FRAGMENTO EXTRAÍDO
Cine y Lovecraft. Que si a Lovecraft no le gustaba mucho el cine y por eso puede ser que sus escritos sean tan poco cinematográficos y se adapten tan malamente al lenguaje visual... Que fue a ver nosequé película y tal y cual... Que el cine no sabe adaptar a Lovecraft. Que si se adapta mejor al corto que al largo... Un repaso de la filmografía Lovecraft Ivana con especial interés en reanimator, el palacio de los espíritus, John Carpenter y la más modernas que se proyectan ese día... Y luego un repaso al mundo cortometraje y el circuito de festivales norteamericano y los pocos y casi siempre tristes intentos del cine español de hacer pelis de los mitos. Y Guillermo del Toro.

Todo lo que hemos hablado ya por aquí.

trapalanda
07-03-2018 17:51 (editado 07-03-2018 18:01)

2946 mensajes
↕ 8 minutos ↕

Pues por lo que he leído a Lovecraft sí le gustaba algo el cine, y algunas películas bastante.

Como dijo Joshi en LOVECRAFT AND A WORLD IN TRANSITION

Collected Essays on H. P. Lovecraft

-Lovecraft and the Films of His Day

H P. Lovecraft’s opinion of film was not high. This fact should not be surprising: to one so devoted to the written word, the crude films of Lovecraft’s early years could only engender a shudder of disgust. Moreover, his first love in the performing arts was drama, and on the whole he preferred the stage to the cinema. He wrote in 1934:

I first saw a play at the age of 6. Later, when the cinema appeared as a separate institution (it had been part of the Keith vaudeville since 1898 or 1899), I attended it often with other fellows, but never took it seriously. By the time of the first cinema shows (March 1906, in Providence) I knew too much of literature and drama not to recognise the utter and unrelieved hokum of the moving picture. (SL 4.355)

(Datos de detección de objetos)
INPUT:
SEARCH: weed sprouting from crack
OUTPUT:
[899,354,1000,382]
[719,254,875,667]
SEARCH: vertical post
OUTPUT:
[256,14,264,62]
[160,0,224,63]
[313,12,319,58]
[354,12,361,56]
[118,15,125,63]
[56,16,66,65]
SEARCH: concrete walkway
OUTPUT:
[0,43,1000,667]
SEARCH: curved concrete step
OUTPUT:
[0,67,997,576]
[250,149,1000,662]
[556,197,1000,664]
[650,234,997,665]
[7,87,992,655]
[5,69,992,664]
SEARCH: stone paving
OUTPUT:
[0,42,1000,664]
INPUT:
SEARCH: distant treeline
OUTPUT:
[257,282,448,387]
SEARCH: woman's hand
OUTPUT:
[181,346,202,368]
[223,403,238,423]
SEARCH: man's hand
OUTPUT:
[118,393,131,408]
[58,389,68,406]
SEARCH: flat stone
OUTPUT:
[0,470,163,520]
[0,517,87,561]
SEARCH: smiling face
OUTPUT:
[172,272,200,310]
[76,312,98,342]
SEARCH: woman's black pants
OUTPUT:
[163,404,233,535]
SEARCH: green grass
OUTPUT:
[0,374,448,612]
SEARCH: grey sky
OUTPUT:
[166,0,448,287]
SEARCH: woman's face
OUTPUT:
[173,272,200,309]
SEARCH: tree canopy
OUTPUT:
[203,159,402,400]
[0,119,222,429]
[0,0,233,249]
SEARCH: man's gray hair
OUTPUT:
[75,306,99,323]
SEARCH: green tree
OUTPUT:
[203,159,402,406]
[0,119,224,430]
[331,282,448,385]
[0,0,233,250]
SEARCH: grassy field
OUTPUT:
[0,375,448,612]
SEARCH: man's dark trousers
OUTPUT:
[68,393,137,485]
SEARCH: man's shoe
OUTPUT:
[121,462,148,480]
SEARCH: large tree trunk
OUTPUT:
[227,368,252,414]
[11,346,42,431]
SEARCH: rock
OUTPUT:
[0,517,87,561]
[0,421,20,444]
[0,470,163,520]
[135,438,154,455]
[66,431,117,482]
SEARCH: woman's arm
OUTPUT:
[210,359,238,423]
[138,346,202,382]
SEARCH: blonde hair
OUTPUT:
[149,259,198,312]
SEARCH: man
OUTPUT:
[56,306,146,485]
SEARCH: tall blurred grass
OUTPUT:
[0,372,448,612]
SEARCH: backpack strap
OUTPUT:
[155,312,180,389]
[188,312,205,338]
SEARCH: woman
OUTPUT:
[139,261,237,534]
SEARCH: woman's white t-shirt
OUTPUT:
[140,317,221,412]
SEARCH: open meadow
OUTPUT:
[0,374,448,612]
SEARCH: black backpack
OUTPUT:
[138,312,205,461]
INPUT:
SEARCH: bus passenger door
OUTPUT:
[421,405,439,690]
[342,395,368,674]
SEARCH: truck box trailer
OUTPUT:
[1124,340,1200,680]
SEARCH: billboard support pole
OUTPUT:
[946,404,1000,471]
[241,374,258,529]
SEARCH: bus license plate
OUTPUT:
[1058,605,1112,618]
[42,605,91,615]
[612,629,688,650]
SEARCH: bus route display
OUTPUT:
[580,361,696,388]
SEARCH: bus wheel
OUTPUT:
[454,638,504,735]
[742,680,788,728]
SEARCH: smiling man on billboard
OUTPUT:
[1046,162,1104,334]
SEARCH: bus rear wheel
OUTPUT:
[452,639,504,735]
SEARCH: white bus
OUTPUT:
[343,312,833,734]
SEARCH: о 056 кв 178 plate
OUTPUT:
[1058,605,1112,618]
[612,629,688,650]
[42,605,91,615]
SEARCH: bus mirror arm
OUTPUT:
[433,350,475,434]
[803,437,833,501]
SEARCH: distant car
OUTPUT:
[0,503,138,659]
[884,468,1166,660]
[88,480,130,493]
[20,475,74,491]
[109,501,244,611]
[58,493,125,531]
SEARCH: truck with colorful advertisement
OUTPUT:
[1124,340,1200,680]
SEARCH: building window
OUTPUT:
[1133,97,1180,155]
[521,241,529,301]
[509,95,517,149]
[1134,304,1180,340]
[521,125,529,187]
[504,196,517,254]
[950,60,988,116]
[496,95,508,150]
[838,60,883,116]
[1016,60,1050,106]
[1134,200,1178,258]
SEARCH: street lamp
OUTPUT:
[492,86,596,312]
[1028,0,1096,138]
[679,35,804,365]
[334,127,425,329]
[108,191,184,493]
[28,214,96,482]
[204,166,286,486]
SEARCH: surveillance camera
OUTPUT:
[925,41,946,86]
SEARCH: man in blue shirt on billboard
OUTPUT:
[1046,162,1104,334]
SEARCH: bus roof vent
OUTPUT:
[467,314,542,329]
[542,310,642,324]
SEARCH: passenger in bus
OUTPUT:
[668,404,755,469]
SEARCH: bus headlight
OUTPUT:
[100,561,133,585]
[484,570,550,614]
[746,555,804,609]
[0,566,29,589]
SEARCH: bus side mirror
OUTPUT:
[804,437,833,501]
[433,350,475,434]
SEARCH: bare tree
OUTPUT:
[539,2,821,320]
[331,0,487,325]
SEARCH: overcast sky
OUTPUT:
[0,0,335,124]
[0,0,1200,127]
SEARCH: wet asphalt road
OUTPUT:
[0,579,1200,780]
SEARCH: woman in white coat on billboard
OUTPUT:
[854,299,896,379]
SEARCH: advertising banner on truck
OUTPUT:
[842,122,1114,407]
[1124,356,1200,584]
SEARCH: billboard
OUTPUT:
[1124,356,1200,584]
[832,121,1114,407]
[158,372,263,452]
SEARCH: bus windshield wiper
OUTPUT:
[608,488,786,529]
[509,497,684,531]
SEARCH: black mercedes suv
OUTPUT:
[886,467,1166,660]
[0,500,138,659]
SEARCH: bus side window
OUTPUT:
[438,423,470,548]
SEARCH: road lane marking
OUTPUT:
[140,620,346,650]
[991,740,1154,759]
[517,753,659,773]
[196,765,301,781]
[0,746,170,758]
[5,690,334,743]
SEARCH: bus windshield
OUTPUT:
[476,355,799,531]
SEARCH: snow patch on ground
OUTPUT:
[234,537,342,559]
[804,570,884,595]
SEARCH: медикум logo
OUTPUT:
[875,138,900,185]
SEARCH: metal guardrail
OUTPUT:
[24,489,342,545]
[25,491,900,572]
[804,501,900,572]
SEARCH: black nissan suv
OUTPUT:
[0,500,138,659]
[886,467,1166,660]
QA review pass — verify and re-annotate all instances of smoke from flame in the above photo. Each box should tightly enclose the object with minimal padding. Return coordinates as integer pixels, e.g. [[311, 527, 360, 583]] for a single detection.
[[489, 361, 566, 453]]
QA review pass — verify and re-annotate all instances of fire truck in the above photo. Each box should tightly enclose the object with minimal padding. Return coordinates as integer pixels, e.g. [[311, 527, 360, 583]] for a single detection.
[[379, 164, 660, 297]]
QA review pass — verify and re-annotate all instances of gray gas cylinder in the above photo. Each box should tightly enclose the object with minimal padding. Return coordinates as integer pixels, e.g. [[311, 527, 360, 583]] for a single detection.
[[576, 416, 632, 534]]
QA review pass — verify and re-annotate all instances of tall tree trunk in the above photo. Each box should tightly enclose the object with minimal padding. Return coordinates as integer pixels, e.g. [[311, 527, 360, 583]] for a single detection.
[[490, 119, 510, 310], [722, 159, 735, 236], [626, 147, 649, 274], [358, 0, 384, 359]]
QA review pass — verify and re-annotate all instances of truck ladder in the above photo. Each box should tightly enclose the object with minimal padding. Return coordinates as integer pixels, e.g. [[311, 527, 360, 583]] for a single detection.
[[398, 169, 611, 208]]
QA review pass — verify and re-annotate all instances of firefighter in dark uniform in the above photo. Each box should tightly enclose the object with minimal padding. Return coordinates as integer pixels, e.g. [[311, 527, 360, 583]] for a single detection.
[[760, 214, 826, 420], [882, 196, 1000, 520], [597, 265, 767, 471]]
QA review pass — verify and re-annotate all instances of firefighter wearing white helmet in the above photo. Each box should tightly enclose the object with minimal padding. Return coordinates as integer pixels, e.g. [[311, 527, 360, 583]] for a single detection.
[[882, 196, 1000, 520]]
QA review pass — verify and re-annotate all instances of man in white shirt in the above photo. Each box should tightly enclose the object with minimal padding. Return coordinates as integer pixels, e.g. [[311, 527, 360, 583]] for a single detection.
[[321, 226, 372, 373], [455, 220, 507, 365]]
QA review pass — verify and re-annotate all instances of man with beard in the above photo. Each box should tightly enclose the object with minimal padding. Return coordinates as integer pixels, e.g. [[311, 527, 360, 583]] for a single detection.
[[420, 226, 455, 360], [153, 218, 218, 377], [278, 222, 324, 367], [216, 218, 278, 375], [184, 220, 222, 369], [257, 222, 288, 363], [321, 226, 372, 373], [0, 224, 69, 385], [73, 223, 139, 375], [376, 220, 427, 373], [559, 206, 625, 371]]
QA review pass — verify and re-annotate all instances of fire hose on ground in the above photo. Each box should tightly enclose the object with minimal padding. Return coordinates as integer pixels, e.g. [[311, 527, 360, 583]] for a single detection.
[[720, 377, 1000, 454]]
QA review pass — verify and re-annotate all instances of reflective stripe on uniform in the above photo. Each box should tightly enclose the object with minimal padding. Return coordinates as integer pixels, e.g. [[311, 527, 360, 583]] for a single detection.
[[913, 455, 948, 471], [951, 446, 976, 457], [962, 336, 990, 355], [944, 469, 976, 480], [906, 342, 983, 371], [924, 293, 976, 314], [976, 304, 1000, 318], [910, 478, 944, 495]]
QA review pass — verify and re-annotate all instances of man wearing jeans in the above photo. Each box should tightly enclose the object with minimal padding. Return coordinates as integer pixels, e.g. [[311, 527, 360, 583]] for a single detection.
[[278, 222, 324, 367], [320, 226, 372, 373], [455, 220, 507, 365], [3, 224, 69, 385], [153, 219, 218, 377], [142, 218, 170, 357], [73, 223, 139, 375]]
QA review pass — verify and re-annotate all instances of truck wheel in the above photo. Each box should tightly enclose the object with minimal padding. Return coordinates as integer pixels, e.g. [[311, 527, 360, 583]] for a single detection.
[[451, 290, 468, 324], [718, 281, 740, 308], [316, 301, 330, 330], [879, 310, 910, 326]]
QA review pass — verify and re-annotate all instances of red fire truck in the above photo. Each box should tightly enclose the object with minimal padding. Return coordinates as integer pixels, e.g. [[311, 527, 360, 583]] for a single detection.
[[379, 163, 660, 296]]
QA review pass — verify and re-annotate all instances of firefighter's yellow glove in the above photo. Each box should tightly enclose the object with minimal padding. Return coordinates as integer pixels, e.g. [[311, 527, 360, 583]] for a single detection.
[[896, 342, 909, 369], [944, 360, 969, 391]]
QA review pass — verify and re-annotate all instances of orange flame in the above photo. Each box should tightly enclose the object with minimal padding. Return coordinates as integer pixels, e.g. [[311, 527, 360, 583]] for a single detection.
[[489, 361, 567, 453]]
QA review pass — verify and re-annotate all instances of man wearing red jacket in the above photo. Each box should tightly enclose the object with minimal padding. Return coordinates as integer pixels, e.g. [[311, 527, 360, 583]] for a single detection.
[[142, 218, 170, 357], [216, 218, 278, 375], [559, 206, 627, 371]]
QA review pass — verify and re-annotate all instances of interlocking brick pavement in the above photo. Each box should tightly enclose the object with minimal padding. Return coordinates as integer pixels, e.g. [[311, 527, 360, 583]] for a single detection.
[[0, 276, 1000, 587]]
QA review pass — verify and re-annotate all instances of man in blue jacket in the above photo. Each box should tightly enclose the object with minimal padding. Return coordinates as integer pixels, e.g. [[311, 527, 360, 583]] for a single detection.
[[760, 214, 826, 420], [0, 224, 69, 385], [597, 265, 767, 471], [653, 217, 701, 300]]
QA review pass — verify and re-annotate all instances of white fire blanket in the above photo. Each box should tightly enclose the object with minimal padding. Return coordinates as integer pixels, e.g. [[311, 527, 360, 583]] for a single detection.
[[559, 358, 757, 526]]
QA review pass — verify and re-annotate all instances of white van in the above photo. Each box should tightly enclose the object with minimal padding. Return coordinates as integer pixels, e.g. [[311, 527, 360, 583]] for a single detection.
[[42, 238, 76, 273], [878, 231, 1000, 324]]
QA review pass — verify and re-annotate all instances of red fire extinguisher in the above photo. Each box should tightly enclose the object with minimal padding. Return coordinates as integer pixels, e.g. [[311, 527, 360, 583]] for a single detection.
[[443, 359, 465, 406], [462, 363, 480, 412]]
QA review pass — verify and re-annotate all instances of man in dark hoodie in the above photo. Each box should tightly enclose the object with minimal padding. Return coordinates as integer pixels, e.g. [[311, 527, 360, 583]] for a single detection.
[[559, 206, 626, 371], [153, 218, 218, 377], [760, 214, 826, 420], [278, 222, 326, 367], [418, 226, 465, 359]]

TAREAS PROPUESTAS
A) Según el fragmento sobre Lovecraft y el cine, responde:
(i) ¿Cuántos mensajes figuran junto al usuario trapalanda?
(ii) ¿A qué edad vio Lovecraft una obra de teatro por primera vez, según la cita de 1934?
(iii) ¿En qué mes y año se dieron las primeras funciones de cine en Providence, según esa misma cita?
B) Transcribe sin cambios el tramo del fragmento sobre Lovecraft y el cine que va desde "Cine y Lovecraft." hasta "ya por aquí.".
C) ¿Qué años de cuatro cifras aparecen en el pasaje en inglés del fragmento sobre Lovecraft y el cine, desde "H P. Lovecraft’s opinion of film" hasta el final? Enuméralos todos.

RESPUESTAS
A)
(i) 2946 mensajes.
(ii) A los 6 años.
(iii) En marzo de 1906.

B)
Cine y Lovecraft. Que si a Lovecraft no le gustaba mucho el cine y por eso puede ser que sus escritos sean tan poco cinematográficos y se adapten tan malamente al lenguaje visual... Que fue a ver nosequé película y tal y cual... Que el cine no sabe adaptar a Lovecraft. Que si se adapta mejor al corto que al largo... Un repaso de la filmografía Lovecraft Ivana con especial interés en reanimator, el palacio de los espíritus, John Carpenter y la más modernas que se proyectan ese día... Y luego un repaso al mundo cortometraje y el circuito de festivales norteamericano y los pocos y casi siempre tristes intentos del cine español de hacer pelis de los mitos. Y Guillermo del Toro.

Todo lo que hemos hablado ya por aquí.

C) 1934, 1898, 1899, 1906